--- GIVEN PROBLEM ---
Give back only the part that opens with the line containing "to detect ncaa" and closes with the line containing "left=621, top=322, right=653, bottom=354", with "logo patch" swapped for "emblem patch" and everything else left the same.

— Begin RECORDS TO PROCESS —

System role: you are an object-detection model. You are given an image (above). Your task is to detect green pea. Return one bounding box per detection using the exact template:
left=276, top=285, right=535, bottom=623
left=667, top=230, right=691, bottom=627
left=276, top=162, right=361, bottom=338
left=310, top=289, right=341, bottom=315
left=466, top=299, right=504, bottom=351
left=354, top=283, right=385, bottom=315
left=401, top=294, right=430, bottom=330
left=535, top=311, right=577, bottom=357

— End RECORDS TO PROCESS —
— Begin RECORDS TO PROCESS —

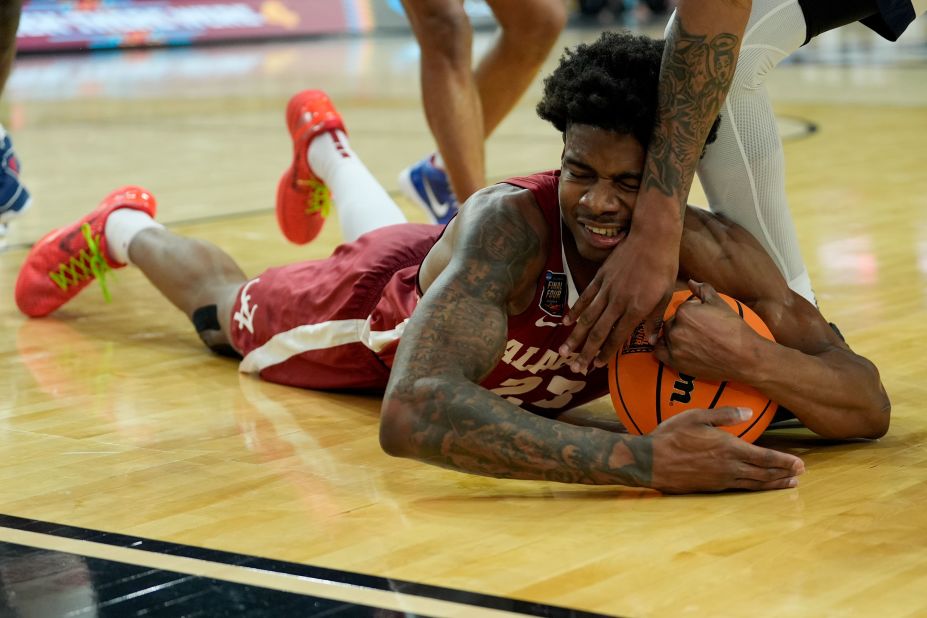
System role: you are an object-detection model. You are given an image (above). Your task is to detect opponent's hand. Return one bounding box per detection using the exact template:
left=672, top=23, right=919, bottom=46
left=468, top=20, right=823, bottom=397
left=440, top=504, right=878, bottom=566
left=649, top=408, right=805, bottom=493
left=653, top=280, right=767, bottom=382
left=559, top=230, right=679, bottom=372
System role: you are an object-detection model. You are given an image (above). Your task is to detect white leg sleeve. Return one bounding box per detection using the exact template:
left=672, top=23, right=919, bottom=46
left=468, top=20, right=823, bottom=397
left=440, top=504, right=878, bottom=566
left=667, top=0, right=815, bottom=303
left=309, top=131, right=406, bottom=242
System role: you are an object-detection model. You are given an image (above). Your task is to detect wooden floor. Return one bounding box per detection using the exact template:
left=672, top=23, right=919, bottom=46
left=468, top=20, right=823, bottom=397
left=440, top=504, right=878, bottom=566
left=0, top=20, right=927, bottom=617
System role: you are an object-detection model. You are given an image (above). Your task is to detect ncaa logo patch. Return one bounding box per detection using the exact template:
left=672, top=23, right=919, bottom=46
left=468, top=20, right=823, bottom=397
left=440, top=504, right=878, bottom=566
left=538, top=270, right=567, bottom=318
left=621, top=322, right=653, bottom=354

— End RECORDS TO PROCESS —

--- RESULT OF THIS EXERCISE ---
System role: you are an object-detection model. You are given an image (above). Your task is to detect ncaa emblem patch. Return one bounding box per detection using the exact template:
left=672, top=23, right=919, bottom=46
left=468, top=20, right=823, bottom=397
left=440, top=504, right=878, bottom=566
left=538, top=270, right=567, bottom=318
left=621, top=322, right=653, bottom=354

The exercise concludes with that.